* _What is being asked_:
Exact duplicates of all entries are needed.

BEGIN Source material

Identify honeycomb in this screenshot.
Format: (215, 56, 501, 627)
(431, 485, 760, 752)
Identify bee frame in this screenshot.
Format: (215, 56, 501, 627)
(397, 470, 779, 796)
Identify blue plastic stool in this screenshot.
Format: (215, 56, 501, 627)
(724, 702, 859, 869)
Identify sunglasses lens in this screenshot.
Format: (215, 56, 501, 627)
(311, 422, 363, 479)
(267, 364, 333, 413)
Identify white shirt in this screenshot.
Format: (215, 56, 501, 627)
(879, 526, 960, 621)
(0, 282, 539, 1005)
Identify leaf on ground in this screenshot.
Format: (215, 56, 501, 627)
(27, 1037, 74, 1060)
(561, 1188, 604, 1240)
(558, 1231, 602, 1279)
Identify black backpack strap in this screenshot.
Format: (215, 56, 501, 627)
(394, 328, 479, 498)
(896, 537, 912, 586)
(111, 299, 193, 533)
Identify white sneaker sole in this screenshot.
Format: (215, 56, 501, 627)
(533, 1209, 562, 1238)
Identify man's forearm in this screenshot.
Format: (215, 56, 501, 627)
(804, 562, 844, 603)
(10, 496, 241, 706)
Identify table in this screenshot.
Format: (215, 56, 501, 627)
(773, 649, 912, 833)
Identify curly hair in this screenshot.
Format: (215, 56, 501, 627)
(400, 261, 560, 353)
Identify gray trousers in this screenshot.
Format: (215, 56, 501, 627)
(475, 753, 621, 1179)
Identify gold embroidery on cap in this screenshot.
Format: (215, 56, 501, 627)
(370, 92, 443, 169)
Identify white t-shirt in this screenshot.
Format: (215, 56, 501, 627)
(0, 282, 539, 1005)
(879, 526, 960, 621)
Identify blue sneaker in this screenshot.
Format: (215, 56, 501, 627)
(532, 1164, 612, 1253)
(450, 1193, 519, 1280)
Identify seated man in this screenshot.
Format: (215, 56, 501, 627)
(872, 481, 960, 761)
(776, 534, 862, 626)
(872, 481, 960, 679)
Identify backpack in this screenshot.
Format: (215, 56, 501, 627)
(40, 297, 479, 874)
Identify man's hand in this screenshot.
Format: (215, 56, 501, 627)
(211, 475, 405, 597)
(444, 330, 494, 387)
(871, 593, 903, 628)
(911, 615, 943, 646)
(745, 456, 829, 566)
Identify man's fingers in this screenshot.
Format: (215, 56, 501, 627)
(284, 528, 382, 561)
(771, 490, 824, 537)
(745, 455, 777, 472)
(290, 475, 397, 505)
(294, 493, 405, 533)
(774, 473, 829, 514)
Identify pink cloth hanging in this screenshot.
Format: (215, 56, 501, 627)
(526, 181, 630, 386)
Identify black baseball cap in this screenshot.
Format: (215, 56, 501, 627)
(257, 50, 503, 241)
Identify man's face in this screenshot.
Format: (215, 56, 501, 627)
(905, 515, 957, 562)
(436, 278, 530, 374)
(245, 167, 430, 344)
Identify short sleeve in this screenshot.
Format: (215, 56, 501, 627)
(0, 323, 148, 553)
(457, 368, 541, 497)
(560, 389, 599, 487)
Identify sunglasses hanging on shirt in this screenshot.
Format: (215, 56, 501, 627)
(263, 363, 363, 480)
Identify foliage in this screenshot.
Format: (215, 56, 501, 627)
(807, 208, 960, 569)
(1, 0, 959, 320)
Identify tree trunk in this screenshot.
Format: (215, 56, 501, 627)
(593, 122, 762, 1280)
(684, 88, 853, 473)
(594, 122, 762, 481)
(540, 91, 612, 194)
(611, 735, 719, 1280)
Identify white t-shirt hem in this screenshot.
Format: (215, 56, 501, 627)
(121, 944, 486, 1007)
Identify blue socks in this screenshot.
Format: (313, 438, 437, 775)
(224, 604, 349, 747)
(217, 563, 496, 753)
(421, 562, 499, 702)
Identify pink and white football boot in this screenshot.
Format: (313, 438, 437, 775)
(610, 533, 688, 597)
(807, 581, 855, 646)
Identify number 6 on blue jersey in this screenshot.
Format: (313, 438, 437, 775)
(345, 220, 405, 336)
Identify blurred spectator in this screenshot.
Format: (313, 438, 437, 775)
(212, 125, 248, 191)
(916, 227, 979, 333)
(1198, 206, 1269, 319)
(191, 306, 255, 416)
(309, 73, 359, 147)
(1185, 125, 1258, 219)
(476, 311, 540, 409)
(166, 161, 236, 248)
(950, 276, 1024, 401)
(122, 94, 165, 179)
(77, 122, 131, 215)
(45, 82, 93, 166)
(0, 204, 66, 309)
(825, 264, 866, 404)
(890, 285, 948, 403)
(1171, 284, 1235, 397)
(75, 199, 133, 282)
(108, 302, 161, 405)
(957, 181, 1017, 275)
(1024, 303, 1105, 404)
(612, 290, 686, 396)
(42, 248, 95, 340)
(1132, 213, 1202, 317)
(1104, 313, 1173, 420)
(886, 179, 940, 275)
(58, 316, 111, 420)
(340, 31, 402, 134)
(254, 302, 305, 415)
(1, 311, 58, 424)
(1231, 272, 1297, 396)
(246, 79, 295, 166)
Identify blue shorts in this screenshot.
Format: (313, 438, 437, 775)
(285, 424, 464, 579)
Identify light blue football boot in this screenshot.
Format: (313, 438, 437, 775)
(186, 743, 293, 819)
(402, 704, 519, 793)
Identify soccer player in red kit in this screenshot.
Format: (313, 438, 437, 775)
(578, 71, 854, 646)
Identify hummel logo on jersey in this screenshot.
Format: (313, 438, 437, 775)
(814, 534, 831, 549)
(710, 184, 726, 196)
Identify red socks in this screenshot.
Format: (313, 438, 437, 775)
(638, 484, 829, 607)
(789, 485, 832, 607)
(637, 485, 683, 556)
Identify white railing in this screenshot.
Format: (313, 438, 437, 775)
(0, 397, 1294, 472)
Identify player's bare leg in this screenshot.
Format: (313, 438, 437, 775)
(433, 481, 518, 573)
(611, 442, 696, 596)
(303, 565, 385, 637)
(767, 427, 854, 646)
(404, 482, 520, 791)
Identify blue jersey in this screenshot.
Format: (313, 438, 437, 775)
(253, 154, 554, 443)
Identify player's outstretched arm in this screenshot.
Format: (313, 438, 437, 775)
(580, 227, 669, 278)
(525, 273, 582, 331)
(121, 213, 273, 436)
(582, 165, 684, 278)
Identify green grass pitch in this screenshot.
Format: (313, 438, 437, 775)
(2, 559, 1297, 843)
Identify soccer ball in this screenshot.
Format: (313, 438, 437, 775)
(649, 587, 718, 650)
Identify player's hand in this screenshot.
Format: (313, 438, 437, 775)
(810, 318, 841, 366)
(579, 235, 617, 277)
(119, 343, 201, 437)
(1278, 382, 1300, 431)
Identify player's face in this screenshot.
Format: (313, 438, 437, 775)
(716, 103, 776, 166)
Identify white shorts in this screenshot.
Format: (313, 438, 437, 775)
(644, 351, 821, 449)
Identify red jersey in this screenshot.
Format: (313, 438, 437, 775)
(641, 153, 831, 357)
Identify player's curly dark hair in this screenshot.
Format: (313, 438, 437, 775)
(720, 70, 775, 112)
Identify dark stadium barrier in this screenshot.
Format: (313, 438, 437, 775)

END Source material

* _Your solution_:
Identify honeycomb in this screenshot.
Format: (215, 56, 501, 627)
(431, 485, 760, 752)
Identify bee frame in this screenshot.
Format: (215, 56, 501, 627)
(397, 470, 779, 796)
Identify blue plastic stool in this screenshot.
Format: (215, 56, 501, 627)
(724, 702, 859, 869)
Identify sunglasses lens in this screenshot.
Format: (215, 56, 501, 627)
(311, 422, 363, 479)
(267, 364, 333, 413)
Identify white shirt in this screenshot.
Format: (215, 56, 501, 627)
(879, 526, 960, 621)
(0, 282, 539, 1005)
Identify leaf on ground in this screenshot.
Format: (215, 56, 501, 627)
(27, 1037, 74, 1060)
(561, 1188, 604, 1240)
(558, 1231, 602, 1279)
Identify black backpack strap in this screenshot.
Format: (215, 56, 501, 627)
(394, 328, 479, 498)
(896, 537, 912, 586)
(111, 299, 193, 533)
Identify white sneaker sole in this screenshot.
Format: (215, 56, 501, 627)
(533, 1209, 562, 1238)
Identify man's forearm in this screenshot.
Format: (215, 56, 501, 627)
(804, 562, 844, 603)
(10, 496, 241, 706)
Identify table in this screenshot.
Format: (215, 56, 501, 627)
(773, 649, 912, 833)
Identify curly hair in this screenshot.
Format: (215, 56, 501, 627)
(400, 261, 560, 353)
Identify gray trousers in this screenshot.
Format: (215, 56, 501, 627)
(475, 753, 621, 1179)
Identify gold embroidery on cap in this screenshot.
Format: (215, 56, 501, 627)
(370, 92, 443, 169)
Identify white t-shirt in this screenshot.
Format: (215, 56, 501, 627)
(0, 282, 539, 1005)
(879, 526, 960, 621)
Identify blue sneaker in this screenshot.
Format: (215, 56, 501, 627)
(532, 1164, 612, 1253)
(450, 1193, 519, 1280)
Identify seated man in this screenshot.
Format: (215, 56, 501, 627)
(872, 481, 960, 761)
(776, 534, 862, 626)
(872, 481, 960, 679)
Identify backpack in this screenshot.
Format: (215, 56, 501, 627)
(40, 297, 479, 874)
Identify man's hand in this screenshot.
Format: (215, 56, 501, 627)
(211, 475, 405, 597)
(444, 330, 494, 387)
(871, 593, 903, 628)
(911, 615, 943, 646)
(745, 456, 829, 566)
Identify man's fingers in this screenshot.
Format: (215, 56, 501, 627)
(284, 528, 382, 561)
(771, 490, 824, 537)
(745, 455, 777, 472)
(290, 475, 397, 505)
(294, 493, 405, 533)
(774, 473, 829, 514)
Identify pink cloth hanging in this screenshot.
Format: (215, 56, 501, 627)
(526, 181, 630, 386)
Identify black baseball cap in this screenshot.
Format: (215, 56, 501, 627)
(257, 50, 503, 241)
Identify man's face in this screenshot.
Format: (215, 56, 501, 627)
(905, 515, 957, 562)
(436, 278, 530, 374)
(245, 167, 430, 344)
Identify short sleeve in this screenshot.
Format: (215, 56, 501, 627)
(0, 323, 148, 553)
(457, 368, 541, 497)
(560, 389, 599, 487)
Identify sunglasses hanging on shirt in this screenshot.
Format: (215, 56, 501, 627)
(263, 363, 363, 480)
Identify foliage in this screenshot.
Format: (215, 56, 501, 627)
(807, 208, 960, 569)
(1, 0, 959, 320)
Identify tree trunk in this screenshot.
Format: (215, 56, 501, 627)
(593, 122, 762, 1280)
(684, 88, 853, 473)
(594, 122, 762, 481)
(540, 91, 612, 194)
(611, 735, 719, 1280)
Identify white t-shirt hem in this screenshot.
Format: (215, 56, 501, 627)
(121, 944, 486, 1007)
Identify blue socks in this screenshot.
Format: (313, 438, 437, 775)
(224, 604, 349, 747)
(217, 563, 496, 753)
(421, 562, 499, 702)
Identify pink and white football boot in this screenshot.
Format: (313, 438, 437, 775)
(610, 533, 688, 597)
(807, 581, 855, 646)
Identify number 6 on blue jersey in this screenshot.
Format: (313, 438, 437, 775)
(345, 220, 405, 336)
Identify blurred spectator in this screenshot.
Format: (313, 438, 437, 775)
(212, 125, 248, 191)
(916, 227, 979, 333)
(1198, 206, 1269, 319)
(191, 306, 255, 416)
(309, 73, 359, 147)
(1185, 125, 1258, 219)
(476, 311, 540, 409)
(166, 161, 236, 248)
(950, 276, 1024, 401)
(122, 94, 165, 179)
(77, 122, 131, 215)
(45, 82, 93, 166)
(0, 204, 66, 309)
(825, 264, 866, 404)
(890, 285, 948, 403)
(1171, 284, 1235, 397)
(75, 199, 133, 282)
(108, 302, 161, 405)
(957, 181, 1017, 275)
(1024, 303, 1105, 404)
(612, 290, 686, 396)
(42, 248, 95, 340)
(1132, 213, 1202, 317)
(1104, 313, 1173, 420)
(886, 179, 940, 275)
(58, 316, 111, 420)
(340, 31, 402, 134)
(254, 302, 305, 415)
(1, 311, 58, 424)
(1231, 272, 1297, 396)
(246, 79, 295, 166)
Identify blue shorts in this screenshot.
Format: (313, 438, 437, 775)
(285, 424, 464, 579)
Identify light blue football boot in this screenshot.
Format: (313, 438, 437, 775)
(186, 743, 293, 819)
(402, 704, 519, 793)
Identify soccer player in red kit in this screenshot.
Format: (313, 438, 437, 775)
(578, 71, 854, 646)
Identify hummel logo on jersey in this screenshot.
Format: (313, 438, 437, 775)
(814, 534, 831, 549)
(710, 184, 726, 196)
Identify red socks in this screenshot.
Format: (313, 438, 437, 775)
(638, 484, 829, 607)
(789, 485, 832, 607)
(637, 485, 683, 556)
Identify white railing in this screenshot.
Format: (313, 438, 437, 775)
(0, 397, 1294, 472)
Identify player's bare leg in this screenshot.
Format: (313, 438, 437, 775)
(433, 481, 518, 573)
(611, 442, 696, 596)
(303, 565, 385, 637)
(767, 427, 854, 646)
(404, 482, 520, 791)
Identify blue jersey in this screenshot.
Format: (313, 438, 437, 775)
(253, 154, 554, 443)
Identify player's outstretched arm in this screenshot.
Format: (313, 438, 437, 775)
(580, 227, 669, 278)
(525, 273, 582, 331)
(121, 213, 273, 436)
(582, 165, 684, 278)
Identify green grass pitch in this screenshot.
Format: (313, 438, 437, 775)
(2, 559, 1297, 843)
Identify soccer ball in this screenshot.
Format: (313, 438, 437, 775)
(649, 587, 718, 650)
Identify player's hand in this screenshot.
Format: (313, 438, 437, 775)
(810, 318, 841, 366)
(579, 235, 617, 277)
(119, 343, 201, 437)
(1278, 382, 1300, 431)
Identify player's face in this screenshot.
Format: (313, 438, 437, 775)
(716, 103, 776, 166)
Identify white shorts in this screenshot.
Format: (313, 438, 437, 775)
(644, 351, 821, 449)
Identify red jersey in this screenshot.
Format: (313, 438, 437, 775)
(641, 153, 831, 357)
Identify player's curly dark hair in this screenshot.
Format: (313, 438, 437, 775)
(720, 70, 775, 112)
Identify dark stadium barrier in this screenshot.
Format: (313, 438, 437, 775)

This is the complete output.